### [WHAT IS BEING ASKED]
Transcribe the listing in full. Keep every line exactly as it stands.

### [EXCERPTED DATA]
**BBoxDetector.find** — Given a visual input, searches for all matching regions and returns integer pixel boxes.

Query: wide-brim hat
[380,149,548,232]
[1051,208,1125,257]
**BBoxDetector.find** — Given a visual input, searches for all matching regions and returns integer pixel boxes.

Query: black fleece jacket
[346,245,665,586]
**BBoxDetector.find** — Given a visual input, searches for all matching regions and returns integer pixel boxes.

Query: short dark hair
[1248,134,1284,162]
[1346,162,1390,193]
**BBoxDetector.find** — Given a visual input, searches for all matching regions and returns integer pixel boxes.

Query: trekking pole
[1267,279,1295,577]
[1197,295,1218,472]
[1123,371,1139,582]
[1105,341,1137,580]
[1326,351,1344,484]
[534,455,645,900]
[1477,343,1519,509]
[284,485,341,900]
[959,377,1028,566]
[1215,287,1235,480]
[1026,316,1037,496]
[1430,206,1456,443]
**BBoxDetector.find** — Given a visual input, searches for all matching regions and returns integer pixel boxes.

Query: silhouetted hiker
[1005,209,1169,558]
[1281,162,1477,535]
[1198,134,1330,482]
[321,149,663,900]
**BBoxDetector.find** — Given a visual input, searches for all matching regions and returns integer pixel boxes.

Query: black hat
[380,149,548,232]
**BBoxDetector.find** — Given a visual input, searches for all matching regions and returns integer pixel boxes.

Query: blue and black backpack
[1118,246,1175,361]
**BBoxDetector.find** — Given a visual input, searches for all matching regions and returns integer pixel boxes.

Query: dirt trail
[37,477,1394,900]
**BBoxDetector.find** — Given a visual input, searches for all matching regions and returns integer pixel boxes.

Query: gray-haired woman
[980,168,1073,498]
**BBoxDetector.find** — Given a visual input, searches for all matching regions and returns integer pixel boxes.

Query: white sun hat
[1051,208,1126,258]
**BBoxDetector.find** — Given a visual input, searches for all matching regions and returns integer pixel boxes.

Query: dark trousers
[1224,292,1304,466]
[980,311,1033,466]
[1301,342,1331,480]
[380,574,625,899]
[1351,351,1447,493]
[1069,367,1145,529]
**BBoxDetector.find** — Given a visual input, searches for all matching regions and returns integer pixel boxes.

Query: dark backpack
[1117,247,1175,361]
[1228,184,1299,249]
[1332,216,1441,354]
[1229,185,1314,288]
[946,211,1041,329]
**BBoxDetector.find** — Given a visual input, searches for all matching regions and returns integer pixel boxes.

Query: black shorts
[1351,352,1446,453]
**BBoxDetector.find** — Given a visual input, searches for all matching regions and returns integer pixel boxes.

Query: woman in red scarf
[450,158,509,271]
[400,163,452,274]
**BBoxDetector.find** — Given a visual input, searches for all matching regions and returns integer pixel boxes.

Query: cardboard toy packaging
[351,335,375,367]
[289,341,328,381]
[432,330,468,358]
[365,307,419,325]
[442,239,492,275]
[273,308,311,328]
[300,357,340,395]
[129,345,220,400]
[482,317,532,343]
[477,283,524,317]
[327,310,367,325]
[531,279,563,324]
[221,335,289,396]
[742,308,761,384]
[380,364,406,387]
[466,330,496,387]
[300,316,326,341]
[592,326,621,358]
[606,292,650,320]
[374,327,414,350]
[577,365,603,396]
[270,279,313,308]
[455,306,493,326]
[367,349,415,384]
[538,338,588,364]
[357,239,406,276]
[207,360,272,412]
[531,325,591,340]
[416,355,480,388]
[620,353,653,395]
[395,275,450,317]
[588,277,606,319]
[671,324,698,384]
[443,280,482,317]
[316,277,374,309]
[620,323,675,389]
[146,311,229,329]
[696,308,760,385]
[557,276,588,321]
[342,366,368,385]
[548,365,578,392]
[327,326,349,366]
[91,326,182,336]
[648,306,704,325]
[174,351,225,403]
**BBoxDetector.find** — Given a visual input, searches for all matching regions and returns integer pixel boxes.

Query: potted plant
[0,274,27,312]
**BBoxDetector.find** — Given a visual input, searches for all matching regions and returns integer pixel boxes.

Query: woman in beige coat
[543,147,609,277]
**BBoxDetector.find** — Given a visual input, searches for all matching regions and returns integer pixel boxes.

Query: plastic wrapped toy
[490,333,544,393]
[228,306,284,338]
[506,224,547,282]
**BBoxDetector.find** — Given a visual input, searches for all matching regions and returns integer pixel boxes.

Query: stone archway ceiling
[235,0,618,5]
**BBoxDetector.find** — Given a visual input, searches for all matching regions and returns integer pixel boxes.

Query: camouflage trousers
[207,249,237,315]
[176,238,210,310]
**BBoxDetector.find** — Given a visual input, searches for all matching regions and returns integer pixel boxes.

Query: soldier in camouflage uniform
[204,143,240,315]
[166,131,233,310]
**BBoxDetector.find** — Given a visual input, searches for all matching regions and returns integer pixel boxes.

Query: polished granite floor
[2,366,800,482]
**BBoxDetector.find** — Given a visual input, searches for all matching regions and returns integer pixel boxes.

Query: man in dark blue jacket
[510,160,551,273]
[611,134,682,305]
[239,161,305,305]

### [ANSWER BOX]
**BBoxDetector.find** — Given a visual input, searches for all matching regions and returns integer pixel boxes.

Query: wide-brim hat
[380,149,548,232]
[1051,208,1125,257]
**BBoxDetector.find** — Given a visual input, searches for all matching regions and returns integer pixel boxes.

Query: black fleece jacket
[346,245,665,586]
**BBoxDetector.find** — Given a visual input, searches for all matching regions and returns integer pixel boxes.

Query: short dark hair
[1248,134,1284,162]
[1346,162,1390,193]
**BBoxDetector.find** — Given a visual input, searches for all matching regions and returns integer pixel boxes.

Query: trekking pole
[1267,279,1295,577]
[1197,295,1218,472]
[1123,371,1139,582]
[1105,341,1137,580]
[1326,351,1344,484]
[534,455,645,900]
[1477,343,1519,509]
[284,485,341,900]
[959,377,1028,566]
[1215,287,1235,480]
[1026,316,1037,496]
[1430,206,1456,443]
**BBoxDetector.find** — Given a visual input, searches for all matching regions and returns integer pixel boxes.

Query: silhouetted hiker
[1005,209,1169,558]
[1281,162,1477,535]
[1198,134,1330,482]
[321,149,663,900]
**BBoxDetector.find** — Given a visual input, searches for all matching regions and returns integer pixel boxes.

Query: black hat
[380,149,548,232]
**BBoxDetector.find** — Given a visual input, searches for all matching regions and returns integer pixel boxes.

Query: blue and black backpack
[1118,246,1175,361]
**BBoxDetector.find** — Given a visual input, searches for all matching regions and returns integer pixel boxes.

Query: dirt trail
[37,477,1394,900]
**BBoxDetector.find** — Given a visual input, searches for all matching regions and returns integer pixel boxes.

Query: gray-haired woman
[980,168,1073,498]
**BBoxDetector.find** — Given a visual input, searches for all matching regions and returns integer pixel boxes.

Query: white sun hat
[1051,208,1126,258]
**BBoxDetector.find** — Given a visual input, searches for all matching regions and returns integer pixel boxes.

Query: dark trousers
[1224,292,1304,466]
[980,311,1033,466]
[1301,342,1331,480]
[380,574,625,899]
[1351,351,1447,493]
[1069,367,1145,529]
**BBoxDetector.find** — Given a visual input, searches for all matching regions and returns integer pixel boxes.

Query: dark backpack
[1117,247,1175,361]
[1228,184,1299,249]
[1332,216,1441,354]
[1229,185,1314,288]
[946,211,1041,329]
**BBoxDetector.find** — Given a visual input, searches for all matching regions and returns integer pixel boxes.

Query: black shorts
[1351,352,1446,453]
**BBoxDetector.find** — Given a visual input, searches for all matching regions and returns integer pixel boxes.

Query: woman in red scarf
[450,158,509,271]
[400,163,452,274]
**BBoxDetector.find** — Given a visual input, searches for all matching regions and returns integer pixel boxes.

Query: cardboard toy packaging
[351,335,375,367]
[289,341,328,381]
[432,330,468,358]
[365,307,419,325]
[442,239,492,275]
[273,308,311,328]
[300,357,340,395]
[129,345,220,400]
[482,317,532,343]
[477,283,524,317]
[327,310,367,325]
[531,279,563,324]
[221,335,289,396]
[742,308,761,384]
[380,364,406,387]
[466,330,496,387]
[300,316,326,341]
[592,326,621,358]
[606,292,650,320]
[374,327,414,350]
[577,365,603,396]
[270,279,313,308]
[455,306,493,326]
[367,349,415,384]
[538,338,588,364]
[357,239,406,276]
[207,360,272,412]
[531,325,591,340]
[416,355,480,388]
[620,353,653,395]
[395,275,450,317]
[588,277,606,319]
[671,324,698,384]
[443,280,482,317]
[316,277,374,309]
[620,323,675,389]
[146,311,229,329]
[696,308,760,385]
[557,276,588,321]
[342,366,368,385]
[548,365,578,392]
[327,326,349,366]
[91,326,182,336]
[648,306,704,325]
[174,351,225,403]
**BBoxDetector.find** — Given a visual input, searches for all matching regions and returns integer pixel boxes.

Query: potted plant
[0,274,27,312]
**BBoxDetector.find** — Given a visual input, searches for all matching regions and returns integer pixel boxes.

Query: woman in beige coat
[543,147,609,277]
**BBoxDetector.find** — Given a visual input, searches for all matching regions and returns integer pixel boxes.

Query: plastic wrapped toy
[490,333,544,393]
[228,306,284,338]
[506,224,547,282]
**BBoxDetector.find** — Given a visual input, searches for all matching regions and returns integer pixel boxes.

Query: stone archway ceiling
[235,0,618,5]
**BBoxDetector.find** — Given a visual input, searches for all matching regions and returns integer pixel boxes.

Query: camouflage trousers
[207,249,237,315]
[176,238,210,310]
**BBoxDetector.find** — Given a visual input, searches for all matching regions and returns integer pixel boxes.

Query: soldier in camouflage uniform
[204,143,240,315]
[166,131,233,310]
**BBoxDetector.find** — Given a visual input, searches for all matching regions and returns integer pixel boxes.

Query: polished granite floor
[2,366,800,482]
**BBoxDetector.find** — Given a visual input, searches for all matching regions and returns integer pixel boxes.

Query: man in dark blue jacket
[510,160,551,273]
[611,134,682,305]
[239,161,305,305]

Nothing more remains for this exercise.